## [EXTRACT]

* * * * * * *

1.9 “Term” and “Initial Term” have the meanings set forth in Section 5 of these Terms of Service.

1.10 “You” or “Your” means the individual, corporation or other entity that (i) has entered into a Contract, (ii) has received a Demo Account through Grabyo or one of its resellers, and/or (iii) otherwise uses Grabyo’s website and/or the Services or any portion thereof. Nothing herein permits You to use the Services without first obtaining the necessary rights and consents described herein and in any Contract.

1.11 “Grabyo”, “us” and “we” are all synonymous, and references construed accordingly.

2. Grant of Licenses; Scope of License; Restrictions

2.1 Grant of Licenses.

(a) Right to Use the Services. Provided You comply at all times with all terms and conditions of Your Contract(s), these Terms of Service, and the AUP, Grabyo grants to You, during the Term specified in the Contract(s) or the limited time period specified for the Demo Account issued to You, a non-exclusive, non-transferable, revocable, limited license, without right of sublicense, to use the Services.

* * * * * * *

## [DATA PROVIDED]
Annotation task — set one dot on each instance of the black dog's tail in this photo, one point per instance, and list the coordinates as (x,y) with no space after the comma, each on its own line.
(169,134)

* * * * * * *

## [EXERCISE]
Using the terms of service extract, say whether each statement agrees with it, answering yes or no and quoting the words that decide it: (a) The license Grabyo grants to use the Services is exclusive. (b) The meanings of "Term" and "Initial Term" are set out in Section 5. (c) The license to use the Services may be sublicensed. Nothing in the listing is needed for this.

## [COMPLETE ANSWER]
(a) No: "a non-exclusive, non-transferable, revocable, limited license"
(b) Yes: "“Term” and “Initial Term” have the meanings set forth in Section 5 of these Terms of Service."
(c) No: "without right of sublicense"